::: Extrait du texte :::

Autre fait particulièrement notable, le Bhoutan est un pays devenu démocratique par la royauté : en 2005, le 4ème roi de la dynastie Wangchuk en personne annonce que la monarchie absolue a fait son temps. Il abdiquera en faveur de son fils et annoncera des élections à venir en 2008. Chose qui parait plus qu’étrange voire inconcevable avec nos yeux d’occidentaux, la démocratie n’a pas été bien accueillie par le peuple qui craignait ce changement, voyant en lui un risque de perdre leurs acquis.
Encore aujourd’hui, la capitale Timphou ne ressemble en rien aux autres capitales du monde : pas de buildings, pas de panneaux publicitaires, pas de Mac Do, pas de stade accueillant des milliers de supporters en furie et pas un seul feu rouge. Dans les entreprises, on ne prône pas le Friday wear mais c’est le vêtement traditionnel qui est de rigueur !
P
Le Bhoutan a ouvert ses portes aux premiers touristes il y a à peine 40 ans, en 1974. D’ailleurs, la politique touristique est encore un trait qui distingue particulièrement le pays. Là-bas en effet, on se protège du tourisme de masse. Pour ce faire, les autorités ont instauré un quota de touristes : seuls 100 000 touristes par an ont droit à leur part de bonheur ! Un bonheur qui n’est d’ailleurs pas donné puisque chaque touriste doit obligatoirement dépenser en moyenne 250 dollars par jour. Il s’y engage et doit même régler cette somme d’avance. C’est le Gouvernement Royal qui fixe les tarifs concernant l’hébergement, le transport, le guide et les repas. Tous les étrangers voyageant au Bhoutan doivent passer par une agence proposant des circuits organisés.
Le pays inventeur du BNB, le Bonheur National Brut
Ainsi, au Bhoutan, on a décrété que le bien-être spirituel et émotionnel devait être la priorité. D’ailleurs, pas une journée d’école ne commence sans la séance de méditation matinale. Le 4ème roi de la dynastie Wangchuk invente dans les années 1970 cette formule qui fait la réputation du Bhoutan aujourd’hui : le BNB pour le Bonheur National Brut. Après avoir observé les autres pays, Jigme Singye Wangchuck se rend compte que ce ne sont ni la prospérité, ni le développement économique qui apportent la joie aux peuples. Pour lui, le développement doit se faire autrement. Il instaure alors une nouvelle priorité : développer le pays en visant d’abord le bonheur des citoyens. Autrement dit, le bonheur objectif est considéré comme le développement le plus ultime.
Mais justement, comment parler d’objectivité quand il s’agit du bonheur ?
Car le bonheur, s’il représente quelque chose que tout le monde recherche, quels que soient sa culture ou son cadre de vie, est une valeur des plus subjectives. La réponse, c’est le Centre d’études bhoutanaises qui tente de la donner en expliquant que le bonheur est certes une expérience individuelle mais qui est générée collectivement.

:::

- _Travail demandé_
Recopiez fidèlement, dans l'extrait ci-dessus consacré au Bhoutan, tout ce qui va de « Car le bonheur, s’il » jusqu'à « est générée collectivement. ».

::: Matériel présenté :::

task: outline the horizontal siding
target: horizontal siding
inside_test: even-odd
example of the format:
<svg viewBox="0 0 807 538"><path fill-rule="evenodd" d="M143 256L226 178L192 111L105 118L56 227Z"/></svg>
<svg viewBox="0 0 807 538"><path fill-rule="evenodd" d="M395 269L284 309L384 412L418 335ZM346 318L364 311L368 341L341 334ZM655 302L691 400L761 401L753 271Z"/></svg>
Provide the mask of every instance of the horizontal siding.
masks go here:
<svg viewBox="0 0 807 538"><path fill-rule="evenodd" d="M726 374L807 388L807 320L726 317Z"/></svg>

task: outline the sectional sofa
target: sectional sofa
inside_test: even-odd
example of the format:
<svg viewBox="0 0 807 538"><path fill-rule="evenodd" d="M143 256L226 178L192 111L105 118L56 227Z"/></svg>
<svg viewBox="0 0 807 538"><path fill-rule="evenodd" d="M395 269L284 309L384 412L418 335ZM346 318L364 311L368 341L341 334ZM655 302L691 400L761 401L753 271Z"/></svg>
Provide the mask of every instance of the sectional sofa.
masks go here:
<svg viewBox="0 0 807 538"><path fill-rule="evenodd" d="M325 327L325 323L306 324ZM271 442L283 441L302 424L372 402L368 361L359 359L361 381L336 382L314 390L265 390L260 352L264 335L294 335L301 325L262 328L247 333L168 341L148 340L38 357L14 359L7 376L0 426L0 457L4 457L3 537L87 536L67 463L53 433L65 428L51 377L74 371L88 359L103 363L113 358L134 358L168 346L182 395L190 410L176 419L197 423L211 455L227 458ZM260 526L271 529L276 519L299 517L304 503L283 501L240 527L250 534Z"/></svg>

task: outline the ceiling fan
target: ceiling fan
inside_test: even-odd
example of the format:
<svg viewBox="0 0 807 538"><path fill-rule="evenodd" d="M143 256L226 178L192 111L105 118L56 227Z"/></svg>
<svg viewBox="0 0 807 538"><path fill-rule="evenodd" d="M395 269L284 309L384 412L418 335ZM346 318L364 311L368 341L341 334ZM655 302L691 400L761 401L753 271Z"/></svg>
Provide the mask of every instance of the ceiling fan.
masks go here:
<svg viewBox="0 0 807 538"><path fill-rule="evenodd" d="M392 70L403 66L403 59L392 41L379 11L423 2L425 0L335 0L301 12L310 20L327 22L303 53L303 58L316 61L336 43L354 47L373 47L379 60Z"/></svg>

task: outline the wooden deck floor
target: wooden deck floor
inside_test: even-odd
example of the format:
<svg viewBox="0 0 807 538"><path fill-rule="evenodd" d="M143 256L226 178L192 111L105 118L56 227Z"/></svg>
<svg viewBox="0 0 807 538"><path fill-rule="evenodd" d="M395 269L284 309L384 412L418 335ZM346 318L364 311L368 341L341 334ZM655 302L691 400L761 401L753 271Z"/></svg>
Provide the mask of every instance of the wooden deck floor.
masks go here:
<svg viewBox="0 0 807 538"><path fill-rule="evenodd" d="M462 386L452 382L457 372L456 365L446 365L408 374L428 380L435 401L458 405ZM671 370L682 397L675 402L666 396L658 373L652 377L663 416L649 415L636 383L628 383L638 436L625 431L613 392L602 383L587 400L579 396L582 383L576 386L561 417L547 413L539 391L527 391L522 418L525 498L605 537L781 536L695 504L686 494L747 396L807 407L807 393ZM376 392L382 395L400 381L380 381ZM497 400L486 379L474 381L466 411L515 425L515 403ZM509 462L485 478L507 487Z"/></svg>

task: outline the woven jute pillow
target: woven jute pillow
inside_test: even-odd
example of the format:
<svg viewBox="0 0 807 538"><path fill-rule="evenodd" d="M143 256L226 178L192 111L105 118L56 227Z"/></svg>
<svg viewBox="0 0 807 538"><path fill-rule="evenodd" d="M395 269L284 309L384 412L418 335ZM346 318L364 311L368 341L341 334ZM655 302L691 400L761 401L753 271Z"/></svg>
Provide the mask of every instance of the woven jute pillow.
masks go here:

:::

- _Solution rédigée_
Car le bonheur, s’il représente quelque chose que tout le monde recherche, quels que soient sa culture ou son cadre de vie, est une valeur des plus subjectives. La réponse, c’est le Centre d’études bhoutanaises qui tente de la donner en expliquant que le bonheur est certes une expérience individuelle mais qui est générée collectivement.